Problem details
In the data below, find every line that has the string "Target", and copy it.

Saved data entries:
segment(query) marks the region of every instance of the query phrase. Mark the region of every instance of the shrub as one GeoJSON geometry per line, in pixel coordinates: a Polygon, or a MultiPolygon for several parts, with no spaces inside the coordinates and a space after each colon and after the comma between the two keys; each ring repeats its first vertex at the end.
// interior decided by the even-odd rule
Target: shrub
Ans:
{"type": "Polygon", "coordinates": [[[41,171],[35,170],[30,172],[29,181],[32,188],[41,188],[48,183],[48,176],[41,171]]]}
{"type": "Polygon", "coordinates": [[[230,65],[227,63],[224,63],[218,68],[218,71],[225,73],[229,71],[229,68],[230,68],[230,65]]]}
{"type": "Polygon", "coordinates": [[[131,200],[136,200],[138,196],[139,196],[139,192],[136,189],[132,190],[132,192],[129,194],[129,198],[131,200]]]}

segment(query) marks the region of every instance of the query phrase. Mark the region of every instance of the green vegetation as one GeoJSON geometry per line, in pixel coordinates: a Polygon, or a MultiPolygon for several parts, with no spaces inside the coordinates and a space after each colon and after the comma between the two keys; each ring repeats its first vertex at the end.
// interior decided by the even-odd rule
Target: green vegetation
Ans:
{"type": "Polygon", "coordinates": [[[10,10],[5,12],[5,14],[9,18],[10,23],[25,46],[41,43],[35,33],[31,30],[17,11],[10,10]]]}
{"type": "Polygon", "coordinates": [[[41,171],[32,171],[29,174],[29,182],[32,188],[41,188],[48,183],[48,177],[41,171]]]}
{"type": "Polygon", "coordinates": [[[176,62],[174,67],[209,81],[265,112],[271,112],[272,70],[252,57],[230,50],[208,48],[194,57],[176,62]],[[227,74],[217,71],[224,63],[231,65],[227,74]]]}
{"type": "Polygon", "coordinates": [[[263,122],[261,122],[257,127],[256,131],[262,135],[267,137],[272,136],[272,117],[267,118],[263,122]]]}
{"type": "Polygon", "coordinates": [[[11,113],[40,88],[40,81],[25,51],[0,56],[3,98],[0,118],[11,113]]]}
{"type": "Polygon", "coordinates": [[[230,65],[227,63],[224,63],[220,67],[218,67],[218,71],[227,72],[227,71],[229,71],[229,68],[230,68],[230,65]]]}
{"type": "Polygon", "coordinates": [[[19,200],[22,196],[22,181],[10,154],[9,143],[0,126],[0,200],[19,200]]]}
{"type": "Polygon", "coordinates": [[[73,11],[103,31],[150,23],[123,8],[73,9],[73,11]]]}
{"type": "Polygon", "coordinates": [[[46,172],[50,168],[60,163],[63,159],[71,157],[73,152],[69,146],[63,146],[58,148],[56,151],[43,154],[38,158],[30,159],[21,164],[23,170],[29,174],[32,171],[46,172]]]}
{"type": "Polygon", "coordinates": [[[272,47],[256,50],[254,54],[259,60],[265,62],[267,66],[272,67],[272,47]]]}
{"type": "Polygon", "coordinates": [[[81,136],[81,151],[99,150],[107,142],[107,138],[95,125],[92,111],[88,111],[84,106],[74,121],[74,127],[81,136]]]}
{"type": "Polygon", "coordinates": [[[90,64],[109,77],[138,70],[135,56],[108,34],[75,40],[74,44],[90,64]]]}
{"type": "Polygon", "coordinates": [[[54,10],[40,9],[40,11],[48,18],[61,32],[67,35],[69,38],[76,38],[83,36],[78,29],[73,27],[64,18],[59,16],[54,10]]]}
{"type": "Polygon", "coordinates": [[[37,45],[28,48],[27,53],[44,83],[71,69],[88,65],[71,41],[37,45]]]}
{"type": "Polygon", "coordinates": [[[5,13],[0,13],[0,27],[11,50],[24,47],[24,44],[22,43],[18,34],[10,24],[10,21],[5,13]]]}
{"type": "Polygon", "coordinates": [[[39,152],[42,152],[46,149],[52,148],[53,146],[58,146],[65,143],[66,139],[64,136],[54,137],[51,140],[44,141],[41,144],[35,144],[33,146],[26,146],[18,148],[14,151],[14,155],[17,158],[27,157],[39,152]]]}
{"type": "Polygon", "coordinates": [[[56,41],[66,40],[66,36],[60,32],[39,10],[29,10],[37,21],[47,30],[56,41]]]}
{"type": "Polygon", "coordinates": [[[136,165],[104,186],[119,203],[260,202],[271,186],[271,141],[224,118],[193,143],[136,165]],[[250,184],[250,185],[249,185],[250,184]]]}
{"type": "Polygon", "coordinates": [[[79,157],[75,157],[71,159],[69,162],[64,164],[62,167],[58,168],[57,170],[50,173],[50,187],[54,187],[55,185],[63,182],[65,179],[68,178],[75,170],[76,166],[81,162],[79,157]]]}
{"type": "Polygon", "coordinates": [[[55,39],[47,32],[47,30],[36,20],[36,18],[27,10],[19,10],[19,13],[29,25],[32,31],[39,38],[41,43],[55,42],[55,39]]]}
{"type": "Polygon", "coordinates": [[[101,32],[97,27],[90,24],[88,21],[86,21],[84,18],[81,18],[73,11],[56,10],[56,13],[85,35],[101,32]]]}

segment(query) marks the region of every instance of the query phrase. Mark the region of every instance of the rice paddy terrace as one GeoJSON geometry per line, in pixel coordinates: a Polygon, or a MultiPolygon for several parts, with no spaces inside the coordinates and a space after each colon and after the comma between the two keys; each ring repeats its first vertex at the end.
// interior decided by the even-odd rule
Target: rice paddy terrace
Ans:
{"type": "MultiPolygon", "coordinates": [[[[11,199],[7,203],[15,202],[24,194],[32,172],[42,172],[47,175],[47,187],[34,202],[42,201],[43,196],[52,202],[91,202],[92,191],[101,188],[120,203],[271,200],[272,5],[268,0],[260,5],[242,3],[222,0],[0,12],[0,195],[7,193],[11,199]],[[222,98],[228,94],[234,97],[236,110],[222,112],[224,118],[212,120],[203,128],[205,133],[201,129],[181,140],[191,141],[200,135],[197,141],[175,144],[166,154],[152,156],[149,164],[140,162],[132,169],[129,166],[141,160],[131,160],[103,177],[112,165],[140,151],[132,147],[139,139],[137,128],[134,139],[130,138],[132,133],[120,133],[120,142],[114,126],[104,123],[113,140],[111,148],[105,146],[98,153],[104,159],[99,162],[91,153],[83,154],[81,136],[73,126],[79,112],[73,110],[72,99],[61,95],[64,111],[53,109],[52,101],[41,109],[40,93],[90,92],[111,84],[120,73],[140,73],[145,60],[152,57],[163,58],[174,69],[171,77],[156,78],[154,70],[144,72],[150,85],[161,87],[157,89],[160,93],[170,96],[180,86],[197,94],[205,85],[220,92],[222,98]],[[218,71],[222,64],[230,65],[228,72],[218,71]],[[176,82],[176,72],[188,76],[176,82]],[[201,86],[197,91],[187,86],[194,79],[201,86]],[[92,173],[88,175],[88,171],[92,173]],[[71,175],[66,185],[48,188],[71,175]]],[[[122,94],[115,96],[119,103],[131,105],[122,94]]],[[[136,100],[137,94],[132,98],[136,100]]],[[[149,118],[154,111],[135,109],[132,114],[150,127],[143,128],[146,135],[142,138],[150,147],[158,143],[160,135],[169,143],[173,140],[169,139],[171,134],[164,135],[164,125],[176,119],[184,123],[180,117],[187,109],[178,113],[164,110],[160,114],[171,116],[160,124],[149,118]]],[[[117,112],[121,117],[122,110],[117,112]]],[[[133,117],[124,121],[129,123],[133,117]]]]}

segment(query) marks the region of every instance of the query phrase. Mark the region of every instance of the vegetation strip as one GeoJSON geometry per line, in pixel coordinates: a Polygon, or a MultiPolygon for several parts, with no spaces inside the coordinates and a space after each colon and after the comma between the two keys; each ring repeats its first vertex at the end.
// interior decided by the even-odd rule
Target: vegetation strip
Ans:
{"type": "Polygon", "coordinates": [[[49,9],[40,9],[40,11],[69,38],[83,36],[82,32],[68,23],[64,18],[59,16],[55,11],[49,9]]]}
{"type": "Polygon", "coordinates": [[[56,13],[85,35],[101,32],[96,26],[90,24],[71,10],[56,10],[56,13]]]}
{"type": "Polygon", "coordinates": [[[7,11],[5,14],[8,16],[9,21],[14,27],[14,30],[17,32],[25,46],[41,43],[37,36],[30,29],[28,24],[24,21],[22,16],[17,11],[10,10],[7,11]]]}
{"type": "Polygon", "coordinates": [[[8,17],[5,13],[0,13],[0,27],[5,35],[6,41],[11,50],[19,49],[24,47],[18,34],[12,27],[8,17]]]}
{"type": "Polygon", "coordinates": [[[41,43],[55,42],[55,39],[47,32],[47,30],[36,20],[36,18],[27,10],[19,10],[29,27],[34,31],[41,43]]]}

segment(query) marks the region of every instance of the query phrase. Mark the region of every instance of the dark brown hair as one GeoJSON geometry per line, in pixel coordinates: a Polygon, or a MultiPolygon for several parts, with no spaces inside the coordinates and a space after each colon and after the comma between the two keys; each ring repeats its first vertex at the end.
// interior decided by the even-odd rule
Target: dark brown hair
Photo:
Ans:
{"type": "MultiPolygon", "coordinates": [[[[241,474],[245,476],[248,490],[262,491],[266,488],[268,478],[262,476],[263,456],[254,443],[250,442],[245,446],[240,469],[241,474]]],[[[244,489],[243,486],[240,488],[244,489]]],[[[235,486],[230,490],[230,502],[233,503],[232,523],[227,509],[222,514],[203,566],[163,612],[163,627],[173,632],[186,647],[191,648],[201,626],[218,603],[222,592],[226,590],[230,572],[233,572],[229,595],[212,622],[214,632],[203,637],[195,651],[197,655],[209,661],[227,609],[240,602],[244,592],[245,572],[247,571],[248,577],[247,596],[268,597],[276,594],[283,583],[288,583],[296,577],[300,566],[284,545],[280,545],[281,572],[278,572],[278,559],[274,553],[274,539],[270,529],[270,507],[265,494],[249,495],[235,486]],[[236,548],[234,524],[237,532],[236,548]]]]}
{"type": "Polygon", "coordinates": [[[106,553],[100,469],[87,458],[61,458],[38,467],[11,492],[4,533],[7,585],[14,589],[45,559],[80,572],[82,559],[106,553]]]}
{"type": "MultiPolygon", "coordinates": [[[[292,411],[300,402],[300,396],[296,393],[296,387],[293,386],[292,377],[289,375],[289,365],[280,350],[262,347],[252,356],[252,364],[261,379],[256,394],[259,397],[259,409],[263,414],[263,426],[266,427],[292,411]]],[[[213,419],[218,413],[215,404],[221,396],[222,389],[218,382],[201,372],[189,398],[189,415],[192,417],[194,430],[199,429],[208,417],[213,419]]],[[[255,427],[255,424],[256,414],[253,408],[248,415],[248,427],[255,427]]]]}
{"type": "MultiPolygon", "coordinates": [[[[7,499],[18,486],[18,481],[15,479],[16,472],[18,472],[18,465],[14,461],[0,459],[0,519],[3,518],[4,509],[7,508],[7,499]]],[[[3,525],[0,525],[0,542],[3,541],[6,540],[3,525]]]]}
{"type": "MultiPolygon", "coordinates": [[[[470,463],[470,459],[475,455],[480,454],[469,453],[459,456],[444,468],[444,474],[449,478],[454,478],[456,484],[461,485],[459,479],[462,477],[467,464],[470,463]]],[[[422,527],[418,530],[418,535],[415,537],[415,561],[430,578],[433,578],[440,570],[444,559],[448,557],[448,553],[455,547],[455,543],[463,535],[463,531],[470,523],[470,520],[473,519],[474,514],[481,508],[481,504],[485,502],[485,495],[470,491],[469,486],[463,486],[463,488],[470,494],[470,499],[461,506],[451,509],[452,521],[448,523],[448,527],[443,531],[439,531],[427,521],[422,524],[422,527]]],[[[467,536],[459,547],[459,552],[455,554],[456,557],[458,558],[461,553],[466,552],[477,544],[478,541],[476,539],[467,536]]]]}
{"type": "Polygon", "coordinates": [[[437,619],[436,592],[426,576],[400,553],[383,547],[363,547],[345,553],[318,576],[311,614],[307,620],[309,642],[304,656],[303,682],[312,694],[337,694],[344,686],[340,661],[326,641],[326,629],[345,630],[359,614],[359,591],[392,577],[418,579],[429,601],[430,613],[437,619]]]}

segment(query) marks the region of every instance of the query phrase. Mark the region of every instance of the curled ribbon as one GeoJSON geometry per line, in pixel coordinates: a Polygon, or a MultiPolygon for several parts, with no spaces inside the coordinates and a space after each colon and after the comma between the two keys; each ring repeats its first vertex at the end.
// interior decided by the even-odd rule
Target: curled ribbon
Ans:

Your response
Target: shrub
Target: green vegetation
Target: rice paddy terrace
Target: vegetation strip
Target: dark brown hair
Target: curled ribbon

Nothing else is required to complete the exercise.